_WHAT THE EXERCISE ASKS:_ Every line below that contains the word "vest" must be copied.

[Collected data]
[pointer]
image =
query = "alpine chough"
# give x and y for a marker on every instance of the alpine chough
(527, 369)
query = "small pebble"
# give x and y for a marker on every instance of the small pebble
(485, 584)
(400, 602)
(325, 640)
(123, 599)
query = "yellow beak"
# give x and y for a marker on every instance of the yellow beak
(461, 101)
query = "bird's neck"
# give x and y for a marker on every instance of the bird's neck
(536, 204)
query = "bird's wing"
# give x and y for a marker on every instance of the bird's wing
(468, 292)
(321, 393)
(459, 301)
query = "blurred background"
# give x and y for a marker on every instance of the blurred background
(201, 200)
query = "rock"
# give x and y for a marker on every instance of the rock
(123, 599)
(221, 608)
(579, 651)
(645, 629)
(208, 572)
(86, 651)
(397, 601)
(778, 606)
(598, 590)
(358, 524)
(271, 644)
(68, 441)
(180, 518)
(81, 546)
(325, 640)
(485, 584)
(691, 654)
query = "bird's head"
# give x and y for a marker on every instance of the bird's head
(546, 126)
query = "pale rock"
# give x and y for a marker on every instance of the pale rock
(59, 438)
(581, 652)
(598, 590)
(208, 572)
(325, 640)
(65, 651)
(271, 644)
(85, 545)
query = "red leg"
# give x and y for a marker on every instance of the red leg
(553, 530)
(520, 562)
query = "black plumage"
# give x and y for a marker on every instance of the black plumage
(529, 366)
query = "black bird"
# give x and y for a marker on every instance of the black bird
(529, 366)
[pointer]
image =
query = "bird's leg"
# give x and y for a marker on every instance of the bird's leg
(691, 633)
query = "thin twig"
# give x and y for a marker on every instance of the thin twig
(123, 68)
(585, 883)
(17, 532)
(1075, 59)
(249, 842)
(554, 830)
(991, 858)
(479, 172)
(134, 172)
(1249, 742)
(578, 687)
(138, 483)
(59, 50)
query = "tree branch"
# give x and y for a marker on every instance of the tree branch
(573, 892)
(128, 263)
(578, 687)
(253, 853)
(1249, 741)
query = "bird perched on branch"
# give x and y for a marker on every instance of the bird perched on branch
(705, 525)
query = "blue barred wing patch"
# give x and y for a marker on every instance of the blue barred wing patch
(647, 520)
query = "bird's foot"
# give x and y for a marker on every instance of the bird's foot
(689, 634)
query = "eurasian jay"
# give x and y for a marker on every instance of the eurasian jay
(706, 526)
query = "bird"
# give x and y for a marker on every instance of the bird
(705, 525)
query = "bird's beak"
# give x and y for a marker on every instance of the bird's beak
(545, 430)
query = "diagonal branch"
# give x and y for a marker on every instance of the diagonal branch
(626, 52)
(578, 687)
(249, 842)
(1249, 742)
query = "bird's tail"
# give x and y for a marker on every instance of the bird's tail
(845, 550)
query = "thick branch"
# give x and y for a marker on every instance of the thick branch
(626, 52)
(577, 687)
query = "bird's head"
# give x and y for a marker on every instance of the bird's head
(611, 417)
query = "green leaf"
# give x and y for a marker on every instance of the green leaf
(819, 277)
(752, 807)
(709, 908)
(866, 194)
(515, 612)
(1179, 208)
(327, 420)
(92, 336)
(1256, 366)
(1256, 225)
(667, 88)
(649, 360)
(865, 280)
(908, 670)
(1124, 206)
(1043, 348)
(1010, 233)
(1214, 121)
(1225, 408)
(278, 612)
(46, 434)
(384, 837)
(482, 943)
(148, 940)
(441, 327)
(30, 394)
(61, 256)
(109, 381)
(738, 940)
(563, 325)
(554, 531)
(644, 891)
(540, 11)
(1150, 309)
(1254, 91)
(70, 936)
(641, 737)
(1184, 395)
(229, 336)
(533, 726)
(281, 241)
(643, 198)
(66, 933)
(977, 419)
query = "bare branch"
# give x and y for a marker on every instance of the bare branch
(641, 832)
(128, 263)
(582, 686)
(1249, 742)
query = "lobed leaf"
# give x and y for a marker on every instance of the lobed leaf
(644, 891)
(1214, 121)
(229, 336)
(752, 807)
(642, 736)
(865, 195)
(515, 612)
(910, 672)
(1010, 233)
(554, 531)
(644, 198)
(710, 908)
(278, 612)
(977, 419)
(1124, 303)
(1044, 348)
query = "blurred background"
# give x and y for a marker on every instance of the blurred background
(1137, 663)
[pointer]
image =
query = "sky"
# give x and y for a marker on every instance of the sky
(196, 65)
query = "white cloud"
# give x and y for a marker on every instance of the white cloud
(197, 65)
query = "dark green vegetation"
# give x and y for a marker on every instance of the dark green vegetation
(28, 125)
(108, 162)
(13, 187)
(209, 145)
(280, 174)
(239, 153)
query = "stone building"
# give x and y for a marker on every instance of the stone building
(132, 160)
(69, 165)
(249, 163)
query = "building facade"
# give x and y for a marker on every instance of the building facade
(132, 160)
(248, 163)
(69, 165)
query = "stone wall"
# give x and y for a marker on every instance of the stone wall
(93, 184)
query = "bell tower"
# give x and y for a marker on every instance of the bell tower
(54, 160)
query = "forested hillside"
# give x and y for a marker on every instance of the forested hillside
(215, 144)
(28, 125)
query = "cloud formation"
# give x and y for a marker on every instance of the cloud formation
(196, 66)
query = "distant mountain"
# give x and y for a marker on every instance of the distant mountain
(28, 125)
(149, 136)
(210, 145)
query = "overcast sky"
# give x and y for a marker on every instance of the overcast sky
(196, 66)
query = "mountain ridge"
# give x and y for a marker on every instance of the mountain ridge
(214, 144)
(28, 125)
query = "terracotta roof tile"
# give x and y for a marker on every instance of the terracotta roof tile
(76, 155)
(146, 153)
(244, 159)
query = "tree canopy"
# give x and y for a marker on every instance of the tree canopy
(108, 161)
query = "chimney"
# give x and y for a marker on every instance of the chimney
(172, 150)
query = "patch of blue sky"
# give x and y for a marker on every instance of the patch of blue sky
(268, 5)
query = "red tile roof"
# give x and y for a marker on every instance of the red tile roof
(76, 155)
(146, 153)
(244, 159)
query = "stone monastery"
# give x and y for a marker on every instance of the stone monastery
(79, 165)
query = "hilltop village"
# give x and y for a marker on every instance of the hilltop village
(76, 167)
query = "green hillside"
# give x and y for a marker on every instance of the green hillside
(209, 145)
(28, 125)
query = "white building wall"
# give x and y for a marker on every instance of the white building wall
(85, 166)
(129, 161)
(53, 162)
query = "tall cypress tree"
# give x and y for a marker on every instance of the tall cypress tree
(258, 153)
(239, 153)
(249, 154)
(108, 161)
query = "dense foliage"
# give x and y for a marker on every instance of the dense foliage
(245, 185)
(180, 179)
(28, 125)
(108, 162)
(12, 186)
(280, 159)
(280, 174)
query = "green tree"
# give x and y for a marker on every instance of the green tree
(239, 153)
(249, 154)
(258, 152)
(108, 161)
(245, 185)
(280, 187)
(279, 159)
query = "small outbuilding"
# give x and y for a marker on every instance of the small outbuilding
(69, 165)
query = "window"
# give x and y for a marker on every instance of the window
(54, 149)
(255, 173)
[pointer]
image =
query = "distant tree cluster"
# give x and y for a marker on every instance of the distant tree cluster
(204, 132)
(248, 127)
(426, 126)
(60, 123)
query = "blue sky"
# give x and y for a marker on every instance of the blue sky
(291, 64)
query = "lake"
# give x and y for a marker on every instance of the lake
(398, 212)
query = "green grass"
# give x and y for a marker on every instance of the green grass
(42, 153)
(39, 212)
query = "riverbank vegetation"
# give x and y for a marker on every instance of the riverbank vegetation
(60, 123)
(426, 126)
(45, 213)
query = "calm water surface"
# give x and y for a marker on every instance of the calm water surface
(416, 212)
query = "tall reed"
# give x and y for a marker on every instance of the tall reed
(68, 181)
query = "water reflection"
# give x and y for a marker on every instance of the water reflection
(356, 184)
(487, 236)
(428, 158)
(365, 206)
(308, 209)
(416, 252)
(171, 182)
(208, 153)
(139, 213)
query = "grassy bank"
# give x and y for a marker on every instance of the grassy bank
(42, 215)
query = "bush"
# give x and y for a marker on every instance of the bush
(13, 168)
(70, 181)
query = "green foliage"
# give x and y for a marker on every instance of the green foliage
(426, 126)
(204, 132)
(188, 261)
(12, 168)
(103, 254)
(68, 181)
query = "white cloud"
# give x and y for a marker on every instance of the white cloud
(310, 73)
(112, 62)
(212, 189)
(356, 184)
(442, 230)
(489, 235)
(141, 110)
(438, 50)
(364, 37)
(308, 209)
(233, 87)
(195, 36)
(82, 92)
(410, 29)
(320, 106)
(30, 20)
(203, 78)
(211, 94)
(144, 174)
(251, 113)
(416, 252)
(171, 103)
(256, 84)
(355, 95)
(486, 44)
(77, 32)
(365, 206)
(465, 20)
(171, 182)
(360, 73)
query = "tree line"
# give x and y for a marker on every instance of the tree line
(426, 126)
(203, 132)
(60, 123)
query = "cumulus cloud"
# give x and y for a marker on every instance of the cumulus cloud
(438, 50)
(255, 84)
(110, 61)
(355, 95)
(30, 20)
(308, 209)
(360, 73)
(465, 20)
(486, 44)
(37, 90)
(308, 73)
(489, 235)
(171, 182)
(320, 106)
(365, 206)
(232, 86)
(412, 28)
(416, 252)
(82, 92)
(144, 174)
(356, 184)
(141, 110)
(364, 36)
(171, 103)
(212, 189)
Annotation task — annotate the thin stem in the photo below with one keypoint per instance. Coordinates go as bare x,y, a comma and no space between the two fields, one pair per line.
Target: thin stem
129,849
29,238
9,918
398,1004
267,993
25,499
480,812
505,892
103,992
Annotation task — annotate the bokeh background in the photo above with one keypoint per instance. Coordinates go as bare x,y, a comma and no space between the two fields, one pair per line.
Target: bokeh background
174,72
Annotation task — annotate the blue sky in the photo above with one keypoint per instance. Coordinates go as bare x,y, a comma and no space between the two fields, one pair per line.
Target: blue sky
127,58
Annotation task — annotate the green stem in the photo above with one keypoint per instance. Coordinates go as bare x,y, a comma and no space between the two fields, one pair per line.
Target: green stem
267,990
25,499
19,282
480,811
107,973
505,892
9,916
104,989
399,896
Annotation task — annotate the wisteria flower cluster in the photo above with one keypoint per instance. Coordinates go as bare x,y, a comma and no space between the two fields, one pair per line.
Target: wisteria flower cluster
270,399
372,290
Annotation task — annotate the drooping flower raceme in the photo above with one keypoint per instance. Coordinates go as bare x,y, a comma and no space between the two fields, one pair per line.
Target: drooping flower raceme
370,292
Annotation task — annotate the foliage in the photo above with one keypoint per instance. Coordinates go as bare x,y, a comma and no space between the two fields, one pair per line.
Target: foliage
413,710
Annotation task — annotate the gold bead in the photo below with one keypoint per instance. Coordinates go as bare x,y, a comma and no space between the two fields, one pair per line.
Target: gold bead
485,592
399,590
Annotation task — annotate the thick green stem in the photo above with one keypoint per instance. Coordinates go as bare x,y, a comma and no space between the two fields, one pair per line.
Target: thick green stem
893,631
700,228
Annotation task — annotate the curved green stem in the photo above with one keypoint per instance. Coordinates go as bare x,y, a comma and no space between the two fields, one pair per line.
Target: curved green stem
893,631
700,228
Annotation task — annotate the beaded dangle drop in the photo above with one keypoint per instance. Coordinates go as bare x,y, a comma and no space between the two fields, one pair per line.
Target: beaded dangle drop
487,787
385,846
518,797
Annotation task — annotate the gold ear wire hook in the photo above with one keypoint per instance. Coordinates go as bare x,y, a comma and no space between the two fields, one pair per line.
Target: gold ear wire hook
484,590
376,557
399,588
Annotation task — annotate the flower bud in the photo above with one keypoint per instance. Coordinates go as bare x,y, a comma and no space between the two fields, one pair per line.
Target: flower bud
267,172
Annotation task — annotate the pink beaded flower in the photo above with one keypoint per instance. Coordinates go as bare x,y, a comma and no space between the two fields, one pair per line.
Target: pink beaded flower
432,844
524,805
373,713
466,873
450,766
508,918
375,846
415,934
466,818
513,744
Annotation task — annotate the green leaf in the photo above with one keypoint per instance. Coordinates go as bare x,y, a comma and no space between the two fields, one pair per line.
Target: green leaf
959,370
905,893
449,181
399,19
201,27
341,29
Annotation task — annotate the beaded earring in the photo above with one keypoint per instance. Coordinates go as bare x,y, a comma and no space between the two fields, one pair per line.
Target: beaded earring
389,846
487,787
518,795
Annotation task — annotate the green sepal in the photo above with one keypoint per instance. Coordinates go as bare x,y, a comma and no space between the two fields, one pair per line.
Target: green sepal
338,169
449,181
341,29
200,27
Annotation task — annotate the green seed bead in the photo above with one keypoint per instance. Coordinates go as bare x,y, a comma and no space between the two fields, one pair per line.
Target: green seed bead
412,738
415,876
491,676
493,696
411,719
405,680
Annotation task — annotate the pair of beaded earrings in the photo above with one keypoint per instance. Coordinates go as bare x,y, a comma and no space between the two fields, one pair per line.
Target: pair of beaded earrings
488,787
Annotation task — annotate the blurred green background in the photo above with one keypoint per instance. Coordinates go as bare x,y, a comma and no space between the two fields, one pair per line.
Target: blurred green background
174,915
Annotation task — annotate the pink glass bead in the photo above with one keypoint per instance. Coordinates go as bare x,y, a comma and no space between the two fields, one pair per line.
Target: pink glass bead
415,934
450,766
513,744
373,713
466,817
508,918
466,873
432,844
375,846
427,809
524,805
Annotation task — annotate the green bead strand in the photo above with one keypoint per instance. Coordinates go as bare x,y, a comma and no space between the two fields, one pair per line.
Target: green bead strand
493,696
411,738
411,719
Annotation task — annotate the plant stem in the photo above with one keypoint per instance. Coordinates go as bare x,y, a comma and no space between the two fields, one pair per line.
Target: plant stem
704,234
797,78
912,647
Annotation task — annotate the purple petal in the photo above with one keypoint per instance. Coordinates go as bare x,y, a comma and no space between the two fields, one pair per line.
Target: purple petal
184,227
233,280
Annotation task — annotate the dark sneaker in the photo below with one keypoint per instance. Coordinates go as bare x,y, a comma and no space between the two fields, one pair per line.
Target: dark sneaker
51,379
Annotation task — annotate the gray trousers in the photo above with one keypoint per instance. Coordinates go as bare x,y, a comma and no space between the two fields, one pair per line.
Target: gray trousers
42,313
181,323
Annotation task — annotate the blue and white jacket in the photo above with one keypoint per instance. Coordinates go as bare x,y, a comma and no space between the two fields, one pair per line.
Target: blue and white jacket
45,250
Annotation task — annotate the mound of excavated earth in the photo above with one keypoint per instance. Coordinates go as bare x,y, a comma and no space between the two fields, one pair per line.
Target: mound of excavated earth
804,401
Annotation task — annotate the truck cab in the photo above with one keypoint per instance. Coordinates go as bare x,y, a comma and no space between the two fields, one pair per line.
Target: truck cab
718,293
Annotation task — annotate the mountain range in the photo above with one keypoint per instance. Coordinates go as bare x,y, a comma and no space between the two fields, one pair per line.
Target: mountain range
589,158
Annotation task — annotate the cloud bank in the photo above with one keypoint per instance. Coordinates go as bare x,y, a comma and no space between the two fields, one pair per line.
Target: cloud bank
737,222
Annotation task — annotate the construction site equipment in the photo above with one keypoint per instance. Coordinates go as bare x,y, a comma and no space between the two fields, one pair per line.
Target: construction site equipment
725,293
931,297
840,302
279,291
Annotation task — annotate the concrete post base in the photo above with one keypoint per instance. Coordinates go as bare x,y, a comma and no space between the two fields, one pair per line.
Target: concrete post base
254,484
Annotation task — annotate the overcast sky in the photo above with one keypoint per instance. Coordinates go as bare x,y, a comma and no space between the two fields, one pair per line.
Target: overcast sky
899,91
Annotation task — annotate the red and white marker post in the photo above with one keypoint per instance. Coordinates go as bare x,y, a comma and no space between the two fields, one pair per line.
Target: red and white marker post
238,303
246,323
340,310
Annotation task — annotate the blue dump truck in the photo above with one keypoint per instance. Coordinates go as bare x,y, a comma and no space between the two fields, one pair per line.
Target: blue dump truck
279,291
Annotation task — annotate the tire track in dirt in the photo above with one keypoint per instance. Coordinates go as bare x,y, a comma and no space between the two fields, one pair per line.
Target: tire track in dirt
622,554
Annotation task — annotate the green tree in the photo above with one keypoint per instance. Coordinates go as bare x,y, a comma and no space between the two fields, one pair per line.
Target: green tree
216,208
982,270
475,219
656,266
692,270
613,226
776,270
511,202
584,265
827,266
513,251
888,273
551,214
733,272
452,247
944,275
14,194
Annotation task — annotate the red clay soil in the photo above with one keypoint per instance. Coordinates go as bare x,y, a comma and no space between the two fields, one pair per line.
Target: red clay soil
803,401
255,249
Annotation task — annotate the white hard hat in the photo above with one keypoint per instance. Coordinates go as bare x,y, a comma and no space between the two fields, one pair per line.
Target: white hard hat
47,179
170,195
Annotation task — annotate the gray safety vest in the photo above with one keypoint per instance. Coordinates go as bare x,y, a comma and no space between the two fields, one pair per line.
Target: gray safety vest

_TASK RESULT:_
Annotation task — annotate the gray safety vest in the photo above with one keypoint per instance. Coordinates go as bare x,y, a comma and no space between the two fields, one pair per line.
Target: gray safety vest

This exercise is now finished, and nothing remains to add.